(Given information Opens)
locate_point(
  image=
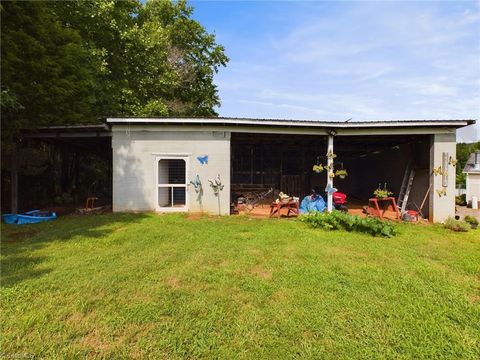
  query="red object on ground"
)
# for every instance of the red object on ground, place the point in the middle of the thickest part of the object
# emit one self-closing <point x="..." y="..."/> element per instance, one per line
<point x="339" y="198"/>
<point x="291" y="205"/>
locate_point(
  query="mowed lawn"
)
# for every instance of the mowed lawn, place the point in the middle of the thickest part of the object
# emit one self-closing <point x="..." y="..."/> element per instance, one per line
<point x="151" y="286"/>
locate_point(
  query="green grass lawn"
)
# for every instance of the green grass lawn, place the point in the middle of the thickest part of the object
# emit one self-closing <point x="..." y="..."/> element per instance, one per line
<point x="150" y="286"/>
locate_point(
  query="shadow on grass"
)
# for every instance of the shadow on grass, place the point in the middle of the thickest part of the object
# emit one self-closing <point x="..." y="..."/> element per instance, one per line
<point x="19" y="261"/>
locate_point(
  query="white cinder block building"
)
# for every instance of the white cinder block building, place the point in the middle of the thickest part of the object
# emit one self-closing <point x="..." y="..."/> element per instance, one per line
<point x="166" y="164"/>
<point x="472" y="171"/>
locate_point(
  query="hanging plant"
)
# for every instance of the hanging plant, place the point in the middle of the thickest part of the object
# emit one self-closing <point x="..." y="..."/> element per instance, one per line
<point x="452" y="161"/>
<point x="331" y="155"/>
<point x="442" y="192"/>
<point x="341" y="173"/>
<point x="437" y="171"/>
<point x="382" y="193"/>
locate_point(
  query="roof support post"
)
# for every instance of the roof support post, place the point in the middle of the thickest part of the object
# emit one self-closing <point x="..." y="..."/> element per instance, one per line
<point x="330" y="169"/>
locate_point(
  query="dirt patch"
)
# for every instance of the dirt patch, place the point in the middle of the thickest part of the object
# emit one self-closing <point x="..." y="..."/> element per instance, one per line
<point x="21" y="235"/>
<point x="174" y="282"/>
<point x="93" y="340"/>
<point x="195" y="216"/>
<point x="261" y="272"/>
<point x="474" y="299"/>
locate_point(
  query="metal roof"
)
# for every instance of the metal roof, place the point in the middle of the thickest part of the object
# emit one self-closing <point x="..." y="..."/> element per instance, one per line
<point x="229" y="121"/>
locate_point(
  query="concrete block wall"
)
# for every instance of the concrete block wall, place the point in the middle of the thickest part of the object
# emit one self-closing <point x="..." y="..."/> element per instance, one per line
<point x="135" y="152"/>
<point x="441" y="207"/>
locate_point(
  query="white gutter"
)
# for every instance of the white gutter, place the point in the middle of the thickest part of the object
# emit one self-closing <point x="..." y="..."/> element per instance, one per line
<point x="289" y="123"/>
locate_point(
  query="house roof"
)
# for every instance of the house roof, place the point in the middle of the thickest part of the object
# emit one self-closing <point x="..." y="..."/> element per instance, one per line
<point x="470" y="165"/>
<point x="230" y="121"/>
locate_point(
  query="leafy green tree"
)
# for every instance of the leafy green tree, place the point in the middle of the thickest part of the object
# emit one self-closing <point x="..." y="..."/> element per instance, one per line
<point x="73" y="62"/>
<point x="156" y="60"/>
<point x="47" y="76"/>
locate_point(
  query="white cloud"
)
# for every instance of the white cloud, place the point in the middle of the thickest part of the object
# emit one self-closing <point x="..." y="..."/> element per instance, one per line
<point x="364" y="60"/>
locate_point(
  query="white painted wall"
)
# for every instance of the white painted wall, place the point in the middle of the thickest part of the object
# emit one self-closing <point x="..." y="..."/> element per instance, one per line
<point x="441" y="207"/>
<point x="473" y="186"/>
<point x="134" y="167"/>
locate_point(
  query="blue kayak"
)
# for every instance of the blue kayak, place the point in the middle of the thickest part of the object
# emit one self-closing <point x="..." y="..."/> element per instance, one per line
<point x="30" y="217"/>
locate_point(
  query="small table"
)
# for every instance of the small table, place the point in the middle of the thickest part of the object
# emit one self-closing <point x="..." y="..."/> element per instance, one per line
<point x="375" y="209"/>
<point x="291" y="205"/>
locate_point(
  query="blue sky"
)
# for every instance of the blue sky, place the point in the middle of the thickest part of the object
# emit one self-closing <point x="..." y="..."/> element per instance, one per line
<point x="348" y="59"/>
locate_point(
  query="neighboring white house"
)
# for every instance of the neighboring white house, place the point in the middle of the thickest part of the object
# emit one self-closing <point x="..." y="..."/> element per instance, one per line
<point x="168" y="164"/>
<point x="472" y="171"/>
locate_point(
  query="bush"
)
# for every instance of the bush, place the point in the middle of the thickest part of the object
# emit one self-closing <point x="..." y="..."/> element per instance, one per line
<point x="456" y="225"/>
<point x="461" y="200"/>
<point x="471" y="220"/>
<point x="337" y="220"/>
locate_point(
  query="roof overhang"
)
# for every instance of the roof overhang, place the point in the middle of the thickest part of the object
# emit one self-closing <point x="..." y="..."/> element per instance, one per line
<point x="312" y="124"/>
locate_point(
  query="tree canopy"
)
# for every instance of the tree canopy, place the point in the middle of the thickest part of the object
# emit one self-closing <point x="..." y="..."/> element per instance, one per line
<point x="77" y="61"/>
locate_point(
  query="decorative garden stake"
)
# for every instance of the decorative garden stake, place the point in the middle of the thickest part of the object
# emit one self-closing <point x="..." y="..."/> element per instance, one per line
<point x="197" y="184"/>
<point x="216" y="185"/>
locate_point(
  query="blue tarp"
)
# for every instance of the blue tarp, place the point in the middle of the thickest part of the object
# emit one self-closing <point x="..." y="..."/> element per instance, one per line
<point x="30" y="217"/>
<point x="310" y="203"/>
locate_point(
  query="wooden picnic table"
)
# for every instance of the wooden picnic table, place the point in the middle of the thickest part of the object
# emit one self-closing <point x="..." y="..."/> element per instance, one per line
<point x="375" y="209"/>
<point x="291" y="205"/>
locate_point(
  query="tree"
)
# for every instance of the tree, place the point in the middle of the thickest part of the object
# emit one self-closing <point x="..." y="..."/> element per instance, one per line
<point x="73" y="62"/>
<point x="156" y="60"/>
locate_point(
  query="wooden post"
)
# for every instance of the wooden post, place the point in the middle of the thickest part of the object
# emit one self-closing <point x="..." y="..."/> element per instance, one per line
<point x="14" y="179"/>
<point x="329" y="179"/>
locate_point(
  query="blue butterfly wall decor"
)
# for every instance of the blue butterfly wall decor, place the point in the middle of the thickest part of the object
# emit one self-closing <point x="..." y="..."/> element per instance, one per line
<point x="203" y="160"/>
<point x="330" y="190"/>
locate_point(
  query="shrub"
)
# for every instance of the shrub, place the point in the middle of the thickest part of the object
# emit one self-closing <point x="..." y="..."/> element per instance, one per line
(Given information Closes)
Required action
Which lines above hold the string "concrete"? Show each of them.

Task solution
  query="concrete block wall"
# for every instance of the concrete block wall, place the point in the middle of the thickest part of the object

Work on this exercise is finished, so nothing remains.